Extract provided:
########################################

I started that. I could have just let him go, with his bad driving, but I almost crashed into him (my fault) then blocked the road (my fault) then nearly started a fight (which would have been my fault). if the police had become involved I think i would have been in serious trouble.

Looking at myself through the AS mirror I can see how close it has come a few times in my life that I had never realised before, and I need to be very careful which what I say and do to avoid getting into trouble.  I can't believe its taken me this many years to realise it.

Still, hopefully now I can avoid that prison which has been unconsciously following me around for years.

Sunday, 2 September 2012

The strain of relationships

In  my life I have had very few serious relationships, and wife is the first woman I have ever lived with as part of a couple. I am aware that I have always had trouble interacting with girls I find attractive, and have found myself drawn to the  but unable to talk to them, first manifesting in high school with a girl I had a crush on whom I followed round during breaks. If I didn't know where she was it made me feel uncomfortable, and I know that it bothered her.  While she was a nice girl and we were occasionally friendly, she did have to ask me to stop following her around more than once.

########################################

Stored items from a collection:
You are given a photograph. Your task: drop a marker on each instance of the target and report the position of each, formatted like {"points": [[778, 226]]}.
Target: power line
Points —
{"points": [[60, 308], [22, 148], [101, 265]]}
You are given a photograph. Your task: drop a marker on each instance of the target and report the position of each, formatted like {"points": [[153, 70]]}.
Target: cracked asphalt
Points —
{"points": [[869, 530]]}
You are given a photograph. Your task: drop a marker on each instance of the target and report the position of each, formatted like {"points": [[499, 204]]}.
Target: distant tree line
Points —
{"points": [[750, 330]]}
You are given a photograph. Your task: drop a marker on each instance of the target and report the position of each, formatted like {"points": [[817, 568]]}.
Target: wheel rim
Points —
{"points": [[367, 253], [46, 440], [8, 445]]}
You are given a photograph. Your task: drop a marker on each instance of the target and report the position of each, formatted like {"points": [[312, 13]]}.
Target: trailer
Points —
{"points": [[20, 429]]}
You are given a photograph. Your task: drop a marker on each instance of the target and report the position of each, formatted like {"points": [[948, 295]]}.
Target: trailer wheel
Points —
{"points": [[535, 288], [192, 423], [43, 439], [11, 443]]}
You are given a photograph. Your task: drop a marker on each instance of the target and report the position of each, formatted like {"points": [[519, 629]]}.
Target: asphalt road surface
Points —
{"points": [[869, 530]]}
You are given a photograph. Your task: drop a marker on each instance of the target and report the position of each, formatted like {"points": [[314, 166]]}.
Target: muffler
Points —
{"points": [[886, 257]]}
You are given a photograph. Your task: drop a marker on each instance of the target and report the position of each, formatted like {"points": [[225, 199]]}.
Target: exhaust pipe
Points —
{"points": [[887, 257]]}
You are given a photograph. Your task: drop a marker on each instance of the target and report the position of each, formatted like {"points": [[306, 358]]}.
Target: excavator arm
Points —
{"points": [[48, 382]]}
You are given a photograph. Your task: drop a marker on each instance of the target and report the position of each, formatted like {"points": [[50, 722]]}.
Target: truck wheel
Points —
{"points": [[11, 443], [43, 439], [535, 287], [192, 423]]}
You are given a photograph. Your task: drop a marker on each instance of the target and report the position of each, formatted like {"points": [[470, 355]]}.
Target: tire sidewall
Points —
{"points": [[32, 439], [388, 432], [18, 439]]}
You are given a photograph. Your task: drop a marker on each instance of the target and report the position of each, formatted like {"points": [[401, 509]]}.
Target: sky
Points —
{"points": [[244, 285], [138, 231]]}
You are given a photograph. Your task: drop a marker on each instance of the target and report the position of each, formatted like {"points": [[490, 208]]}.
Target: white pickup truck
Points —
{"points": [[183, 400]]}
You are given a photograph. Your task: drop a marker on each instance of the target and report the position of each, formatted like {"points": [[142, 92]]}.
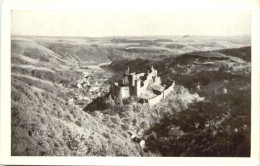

########################################

What to produce: In the blog excerpt, what does the writer say about the first woman they have ever lived with as part of a couple?

Output below: The writer's wife is the first woman they have ever lived with as part of a couple.